◆ LISTA DE TAREFAS ◆
A. Segundo o texto sobre a dívida, por que razão um perdão da dívida concedido apenas a Portugal não resolveria o problema? Responda em uma a três frases.
B. Responda a estas perguntas sobre o texto sobre a dívida:
(i) Quem assina o texto?
(ii) Qual é o problema que, segundo o texto, mais condiciona o crescimento do país?
(iii) Em que zona teria de existir uma política global de perdão de parte da dívida?
C. Transcreva, pela ordem em que aparecem, todas as frases do texto sobre a dívida que contêm a palavra «dívida».

======== TEXTO FORNECIDO

O
regresso à realidade e algumas sugestões
Helena Garrido
8/9/2016, 6:38
O Verão está a
chegar ao fim. Quem por cá ficou adorou o bom tempo de praia.
Voltamos à realidade. Vamos continuar a viver no fio da navalha. Mas
pode (ainda) ser diferente.
Qual é o problema
que está a condicionar mais o nosso crescimento e a colocar de novo
Portugal no grupo dos países em risco? A dívida total da economia é
a resposta óbvia. Parece, então, igualmente óbvio, que a principal
prioridade da política económica deve ser aliviar essa restrição
financeira.
Há um consenso
prévio para este caminho. É preciso que os partidos que governam o
país concordem que a reestruturação da dívida é uma solução
fora das nossas possibilidades. Os ganhos, superiores às perdas, de
uma reestruturação só são alcançáveis se existisse, na Zona
Euro, uma política global de perdão, de uma parte da dívida, a um
conjunto de países e não apenas a Portugal. Um perdão isolado a
Portugal significaria para o país a manutenção da restrição
financeira, apenas com uma dívida mais baixa.

================
======== DADOS APRESENTADOS

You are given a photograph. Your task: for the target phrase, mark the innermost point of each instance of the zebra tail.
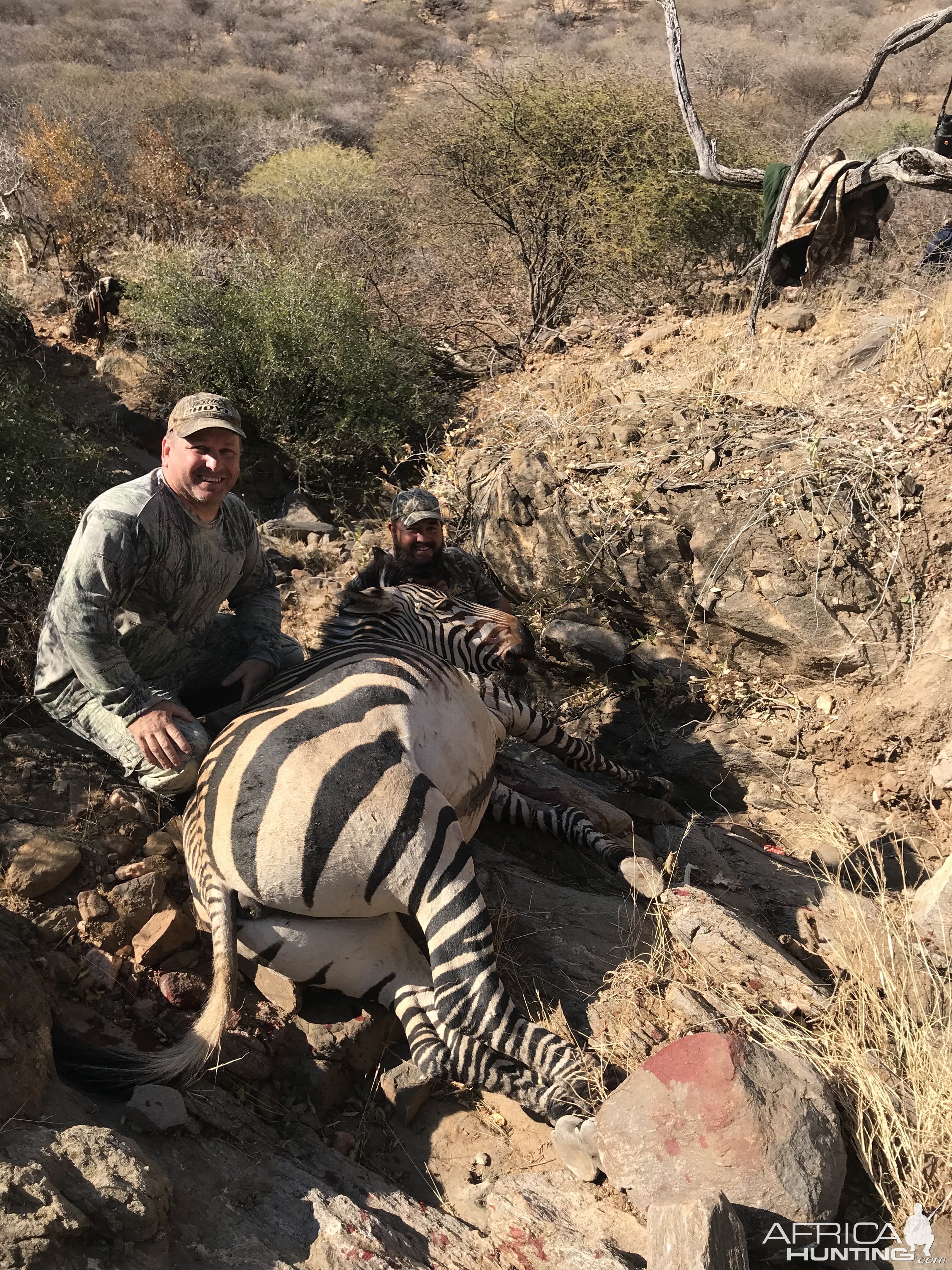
(94, 1070)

================

◆ SOLUÇÕES ◆
A. Um perdão isolado a Portugal significaria manter a restrição financeira do país, apenas com uma dívida mais baixa. Os ganhos de uma reestruturação, superiores às perdas, só seriam alcançáveis se existisse na Zona Euro uma política global de perdão de uma parte da dívida a um conjunto de países.

B.
(i) Helena Garrido.
(ii) A dívida total da economia.
(iii) Na Zona Euro.

C.
1. A dívida total da economia é a resposta óbvia.
2. É preciso que os partidos que governam o país concordem que a reestruturação da dívida é uma solução fora das nossas possibilidades.
3. Os ganhos, superiores às perdas, de uma reestruturação só são alcançáveis se existisse, na Zona Euro, uma política global de perdão, de uma parte da dívida, a um conjunto de países e não apenas a Portugal.
4. Um perdão isolado a Portugal significaria para o país a manutenção da restrição financeira, apenas com uma dívida mais baixa.